Otoritas Jasa Keuangan (OJK) merupakan lembaga bentukan oleh IMF, EDB, dan Bank Dunia (World Bank). Oleh karena itu, di beberapa negara, lembaga serupa dibubarkan dan dikembalikan kewenangannya kepada Kementerian Keuangan dan seharusnya Indonesia melakukan hal yang sama. Hal ini disampaikan oleh Sri Edi Swasono selaku Ahli yang diajukan oleh Tim Pembela Ekonomi Bangsa dalam sidang pengujian Undang-Undang Nomor 21 Tahun 2011 tentang Otoritas Jasa Keuangan (UU OJK) pada Rabu (8/10) di Ruang Sidang Pleno MK.
“Pilihan pertama, OJK dibubarkan. Kalau OJK dibubarkan berarti Undang-Undang Bank Indonesia harus diamandemen dulu karena adanya OJK adalah atas perintah undang-undang. Dan atas perintah undang-undang, dibuat undang-undang OJK. Berarti undang-Undang Bank Indonesia harus diubah, diamandemen. Pilihan kedua, OJK menjadi bagian dari Bank Indonesia seperti di Inggris,” paparnya di hadapan Majelis Hakim yang dipimpin oleh Ketua MK Hamdan Zoelva.
Derajat BI dan OJK Berbeda
Sementara itu, Guru Besar Ilmu Hukum Tata Negara Universitas Andalas. Saldi Isra menyampaikan walaupun OJK dan BI berkedudukan sebagai lembaga negara, namun keduanya memiliki derajat kedudukan yang berbeda sebagai lembaga negara. Bank Indonesia merupakan lembaga yang dibentuk sebagai konsekuensi ketentuan Pasal 23D Undang-Undang Dasar Tahun. Dalam hal ini, lanjut Saldi, kehadiran bank sentral yang kemudian diberi nama Bank Indonesia merupakan mandat Undang-Undang Dasar Tahun 1945, artinya sumber norma yang menjadi dasar keberadaan Bank Indonesia adalah konstitusi atau Undang-Undang Dasar Tahun 1945.

================

_Kumpulan Soal:_
- 1) Terjemahkan kalimat dari artikel tentang OJK ini ke dalam bahasa Inggris: "Oleh karena itu, di beberapa negara, lembaga serupa dibubarkan dan dikembalikan kewenangannya kepada Kementerian Keuangan dan seharusnya Indonesia melakukan hal yang sama."
- 2) Tolong ambil bagian dari artikel tentang OJK tanpa mengubahnya, mulai dari "Otoritas Jasa Keuangan (OJK)" dan berakhir pada "Sidang Pleno MK.".

_Catatan Dataset:_
================

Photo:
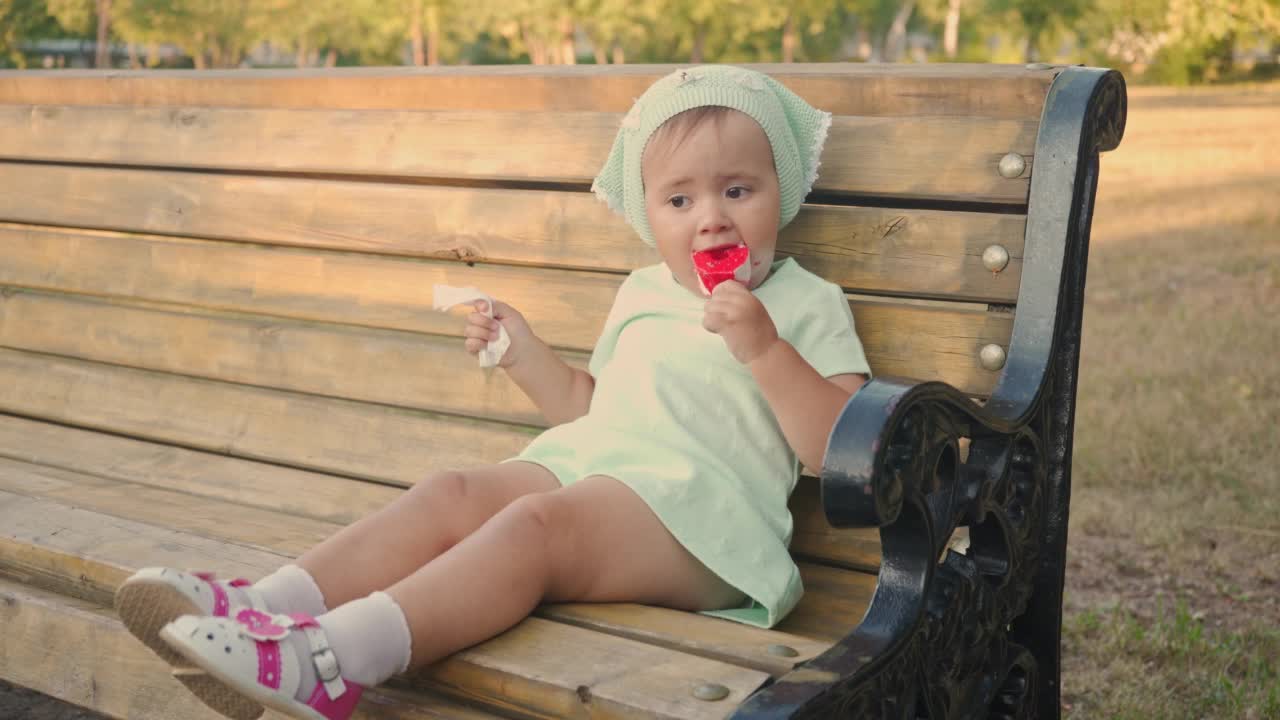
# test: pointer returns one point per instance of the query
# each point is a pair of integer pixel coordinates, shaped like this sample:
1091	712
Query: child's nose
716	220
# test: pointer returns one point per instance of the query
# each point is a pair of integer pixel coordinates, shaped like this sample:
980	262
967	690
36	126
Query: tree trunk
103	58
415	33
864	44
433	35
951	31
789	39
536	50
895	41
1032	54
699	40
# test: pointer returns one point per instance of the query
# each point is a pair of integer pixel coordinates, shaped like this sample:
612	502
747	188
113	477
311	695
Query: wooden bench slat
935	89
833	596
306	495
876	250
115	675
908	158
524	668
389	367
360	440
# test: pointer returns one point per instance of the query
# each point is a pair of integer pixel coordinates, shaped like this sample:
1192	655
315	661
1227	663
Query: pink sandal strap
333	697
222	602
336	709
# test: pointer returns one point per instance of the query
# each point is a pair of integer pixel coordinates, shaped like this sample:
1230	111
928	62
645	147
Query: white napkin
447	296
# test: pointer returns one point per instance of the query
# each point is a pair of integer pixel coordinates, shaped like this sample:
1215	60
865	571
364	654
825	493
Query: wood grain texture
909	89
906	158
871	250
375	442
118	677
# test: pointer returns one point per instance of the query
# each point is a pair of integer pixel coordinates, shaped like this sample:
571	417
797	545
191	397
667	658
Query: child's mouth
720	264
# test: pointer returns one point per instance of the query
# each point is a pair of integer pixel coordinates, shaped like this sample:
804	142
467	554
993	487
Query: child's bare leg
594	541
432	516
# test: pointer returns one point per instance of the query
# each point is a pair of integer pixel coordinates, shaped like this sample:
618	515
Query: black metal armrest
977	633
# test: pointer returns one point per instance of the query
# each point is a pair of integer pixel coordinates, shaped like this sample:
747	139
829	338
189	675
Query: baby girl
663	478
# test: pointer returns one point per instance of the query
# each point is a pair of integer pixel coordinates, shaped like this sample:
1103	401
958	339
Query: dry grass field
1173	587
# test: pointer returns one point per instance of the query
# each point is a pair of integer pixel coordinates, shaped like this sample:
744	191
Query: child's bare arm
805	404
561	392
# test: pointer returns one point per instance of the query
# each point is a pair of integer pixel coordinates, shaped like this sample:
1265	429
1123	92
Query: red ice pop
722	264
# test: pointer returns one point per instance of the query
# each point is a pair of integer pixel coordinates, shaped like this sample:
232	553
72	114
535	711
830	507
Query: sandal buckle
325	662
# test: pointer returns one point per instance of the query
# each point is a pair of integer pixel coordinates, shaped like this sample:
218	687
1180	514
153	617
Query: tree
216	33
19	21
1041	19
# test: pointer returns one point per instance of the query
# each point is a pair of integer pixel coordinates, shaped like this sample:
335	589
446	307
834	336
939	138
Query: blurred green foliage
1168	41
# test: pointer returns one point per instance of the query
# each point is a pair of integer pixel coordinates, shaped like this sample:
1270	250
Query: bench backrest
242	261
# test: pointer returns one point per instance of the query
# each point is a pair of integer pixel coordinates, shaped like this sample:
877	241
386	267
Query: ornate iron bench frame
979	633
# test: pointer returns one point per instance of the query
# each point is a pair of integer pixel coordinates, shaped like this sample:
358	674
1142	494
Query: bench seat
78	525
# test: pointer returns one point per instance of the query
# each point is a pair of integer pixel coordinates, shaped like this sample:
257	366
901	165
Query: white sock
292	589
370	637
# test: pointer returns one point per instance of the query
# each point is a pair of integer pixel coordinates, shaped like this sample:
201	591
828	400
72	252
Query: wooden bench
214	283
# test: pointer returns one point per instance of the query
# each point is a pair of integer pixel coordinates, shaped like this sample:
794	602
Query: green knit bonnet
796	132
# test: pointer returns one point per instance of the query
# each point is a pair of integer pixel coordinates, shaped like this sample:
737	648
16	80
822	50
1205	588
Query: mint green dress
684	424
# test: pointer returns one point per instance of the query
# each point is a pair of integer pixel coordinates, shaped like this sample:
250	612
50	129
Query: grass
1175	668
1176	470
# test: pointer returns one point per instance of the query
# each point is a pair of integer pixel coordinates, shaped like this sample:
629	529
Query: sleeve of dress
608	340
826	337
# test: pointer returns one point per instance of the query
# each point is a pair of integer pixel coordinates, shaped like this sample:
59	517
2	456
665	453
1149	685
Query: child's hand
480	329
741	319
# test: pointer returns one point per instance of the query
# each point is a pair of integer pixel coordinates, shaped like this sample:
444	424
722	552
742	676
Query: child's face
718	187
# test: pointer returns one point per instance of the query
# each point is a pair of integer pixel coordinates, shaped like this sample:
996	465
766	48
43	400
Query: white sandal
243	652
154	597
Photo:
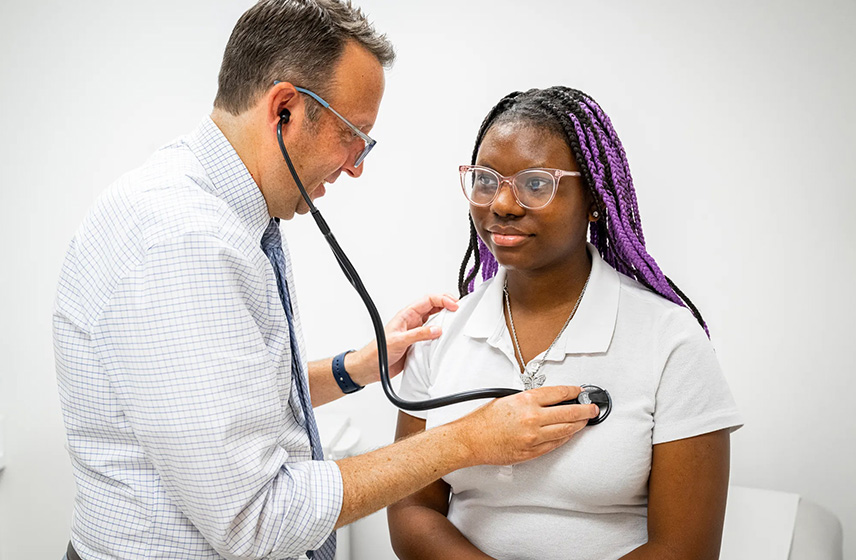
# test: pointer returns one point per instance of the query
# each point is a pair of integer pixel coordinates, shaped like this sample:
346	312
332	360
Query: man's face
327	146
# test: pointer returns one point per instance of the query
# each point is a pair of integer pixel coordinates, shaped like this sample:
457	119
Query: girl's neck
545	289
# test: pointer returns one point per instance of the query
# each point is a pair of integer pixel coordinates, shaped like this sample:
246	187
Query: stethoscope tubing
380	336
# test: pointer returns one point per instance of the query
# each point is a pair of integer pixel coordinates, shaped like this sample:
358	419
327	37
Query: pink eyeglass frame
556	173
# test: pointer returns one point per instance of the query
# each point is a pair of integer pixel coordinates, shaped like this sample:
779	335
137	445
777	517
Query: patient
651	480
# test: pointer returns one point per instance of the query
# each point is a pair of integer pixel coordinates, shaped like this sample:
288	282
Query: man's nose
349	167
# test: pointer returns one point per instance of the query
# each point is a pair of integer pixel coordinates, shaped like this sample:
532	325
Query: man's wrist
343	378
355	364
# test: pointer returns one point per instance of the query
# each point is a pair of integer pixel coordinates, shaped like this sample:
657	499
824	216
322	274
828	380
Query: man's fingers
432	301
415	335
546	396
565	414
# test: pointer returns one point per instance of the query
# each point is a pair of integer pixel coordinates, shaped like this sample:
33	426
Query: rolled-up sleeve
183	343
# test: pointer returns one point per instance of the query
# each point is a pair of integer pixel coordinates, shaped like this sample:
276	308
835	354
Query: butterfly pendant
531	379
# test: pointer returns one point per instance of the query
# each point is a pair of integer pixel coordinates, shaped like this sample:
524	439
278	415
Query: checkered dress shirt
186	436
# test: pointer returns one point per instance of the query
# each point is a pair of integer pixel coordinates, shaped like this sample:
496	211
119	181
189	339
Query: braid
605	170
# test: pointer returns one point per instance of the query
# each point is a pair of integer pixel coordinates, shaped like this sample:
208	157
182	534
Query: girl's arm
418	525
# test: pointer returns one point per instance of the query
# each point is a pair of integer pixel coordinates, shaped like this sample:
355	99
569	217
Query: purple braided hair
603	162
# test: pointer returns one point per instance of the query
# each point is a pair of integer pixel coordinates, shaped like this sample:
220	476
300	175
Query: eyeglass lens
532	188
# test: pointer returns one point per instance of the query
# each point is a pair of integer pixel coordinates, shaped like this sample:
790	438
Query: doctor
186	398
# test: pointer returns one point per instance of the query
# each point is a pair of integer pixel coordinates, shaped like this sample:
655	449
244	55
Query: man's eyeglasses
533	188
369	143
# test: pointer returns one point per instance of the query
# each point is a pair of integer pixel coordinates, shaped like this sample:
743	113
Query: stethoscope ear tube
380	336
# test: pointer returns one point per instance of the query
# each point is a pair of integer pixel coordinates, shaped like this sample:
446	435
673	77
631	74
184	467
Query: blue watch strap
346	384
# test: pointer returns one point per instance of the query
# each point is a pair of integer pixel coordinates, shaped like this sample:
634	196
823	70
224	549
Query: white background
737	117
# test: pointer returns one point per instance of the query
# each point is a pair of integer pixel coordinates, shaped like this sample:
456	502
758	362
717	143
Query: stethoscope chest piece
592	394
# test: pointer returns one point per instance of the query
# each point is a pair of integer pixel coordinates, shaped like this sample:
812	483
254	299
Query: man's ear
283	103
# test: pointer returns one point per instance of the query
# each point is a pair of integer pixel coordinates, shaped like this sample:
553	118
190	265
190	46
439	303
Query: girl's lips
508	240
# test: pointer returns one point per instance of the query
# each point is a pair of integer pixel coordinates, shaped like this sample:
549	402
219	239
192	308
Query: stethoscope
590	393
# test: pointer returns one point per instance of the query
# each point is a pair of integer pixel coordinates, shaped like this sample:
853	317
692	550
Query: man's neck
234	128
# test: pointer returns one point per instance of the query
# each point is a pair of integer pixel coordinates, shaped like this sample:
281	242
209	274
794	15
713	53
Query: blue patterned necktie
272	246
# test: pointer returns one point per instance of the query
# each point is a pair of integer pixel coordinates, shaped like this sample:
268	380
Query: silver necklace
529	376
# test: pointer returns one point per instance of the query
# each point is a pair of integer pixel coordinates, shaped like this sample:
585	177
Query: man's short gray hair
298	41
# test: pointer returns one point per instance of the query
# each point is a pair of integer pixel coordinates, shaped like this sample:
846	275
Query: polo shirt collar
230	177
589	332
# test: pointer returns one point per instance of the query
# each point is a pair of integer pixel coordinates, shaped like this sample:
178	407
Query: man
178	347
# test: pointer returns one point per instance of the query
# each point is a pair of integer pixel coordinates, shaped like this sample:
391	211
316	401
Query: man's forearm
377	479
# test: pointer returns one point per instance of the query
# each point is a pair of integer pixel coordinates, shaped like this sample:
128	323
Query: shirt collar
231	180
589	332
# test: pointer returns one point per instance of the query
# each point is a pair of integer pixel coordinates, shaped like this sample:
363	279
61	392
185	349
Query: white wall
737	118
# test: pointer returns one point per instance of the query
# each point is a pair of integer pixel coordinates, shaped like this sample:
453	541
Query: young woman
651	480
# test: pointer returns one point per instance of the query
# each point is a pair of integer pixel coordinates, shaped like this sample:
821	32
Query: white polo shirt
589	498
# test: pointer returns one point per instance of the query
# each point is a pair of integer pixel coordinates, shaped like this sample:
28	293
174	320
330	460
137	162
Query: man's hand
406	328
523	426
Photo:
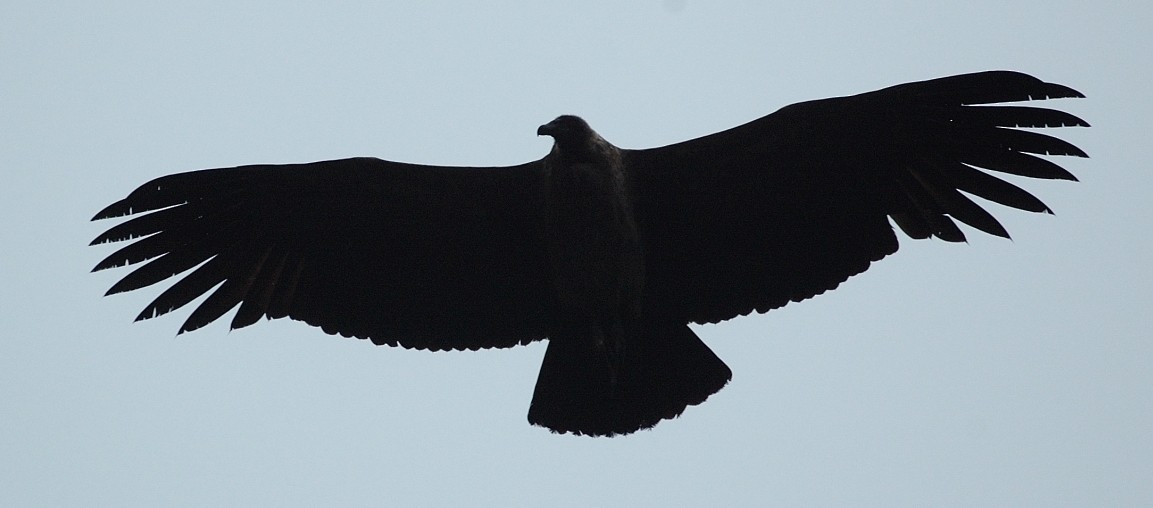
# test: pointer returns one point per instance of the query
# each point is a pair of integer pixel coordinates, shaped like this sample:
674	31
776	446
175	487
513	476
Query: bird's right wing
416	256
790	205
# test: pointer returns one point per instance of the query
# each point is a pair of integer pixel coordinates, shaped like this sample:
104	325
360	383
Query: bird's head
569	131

================

_Jawaban Tugas:_
- 1) Therefore, in several countries, similar institutions have been dissolved and their authority returned to the Ministry of Finance, and Indonesia should do the same.

- 2)
Otoritas Jasa Keuangan (OJK) merupakan lembaga bentukan oleh IMF, EDB, dan Bank Dunia (World Bank). Oleh karena itu, di beberapa negara, lembaga serupa dibubarkan dan dikembalikan kewenangannya kepada Kementerian Keuangan dan seharusnya Indonesia melakukan hal yang sama. Hal ini disampaikan oleh Sri Edi Swasono selaku Ahli yang diajukan oleh Tim Pembela Ekonomi Bangsa dalam sidang pengujian Undang-Undang Nomor 21 Tahun 2011 tentang Otoritas Jasa Keuangan (UU OJK) pada Rabu (8/10) di Ruang Sidang Pleno MK.